# Testo selezionato:
------------
Di forni proibiti e pizze ritrovate
e come il giornalismo faccia di tutto per rovinare la narrazione
Sai cos’è una perlenka? È il motivo per cui sono stato assente dalla newsletter per qualche settimana (in realtà ce n’è più di uno, ma non sto qui a raccontarti la storia della mia vita).
Sono tornato per una decina di giorni a Bansko, città di montagna bulgara a un paio d’ore da Sofia, dove già avevo trascorso un mesetto un paio d’anni fa. La perlenka (o parlenka) è un po’ il simbolo delle serata passate a cenare fuori con amici: si tratta di una focaccia condita in vari modi, generalmente con aglio e olio, semplice burro o anche con formaggio locale, che ti arriva rigorosamente già tagliata in quattro da dividere con gli altri commensali. Teoricamente servirebbe per “soppontare” lo stomaco in attesa del resto, senonché da quelle parti non esiste una vera e propria cultura di antipasti e primi piatti, e tutto quello che ordini ti arriva appena è pronto, certe volte anche tutto assieme. Una tavola imbandita mette allegria!
------------
# Materiale fornito:
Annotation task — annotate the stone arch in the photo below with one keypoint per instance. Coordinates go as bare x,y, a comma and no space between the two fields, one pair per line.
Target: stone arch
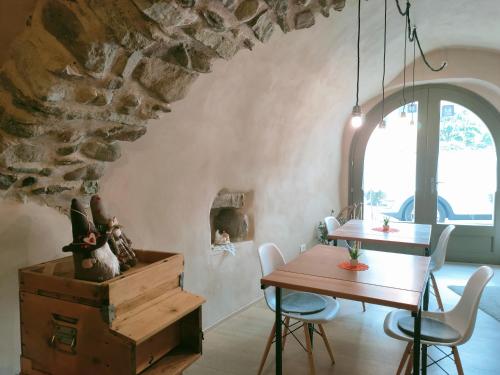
86,75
------------
Puoi ricopiare parola per parola il testo sulla perlenka, partendo dalle parole "Di forni proibiti" e fermandoti dopo "della mia vita)."? Le righe non hanno alcun legame con il testo sulla perlenka.

Di forni proibiti e pizze ritrovate
e come il giornalismo faccia di tutto per rovinare la narrazione
Sai cos’è una perlenka? È il motivo per cui sono stato assente dalla newsletter per qualche settimana (in realtà ce n’è più di uno, ma non sto qui a raccontarti la storia della mia vita).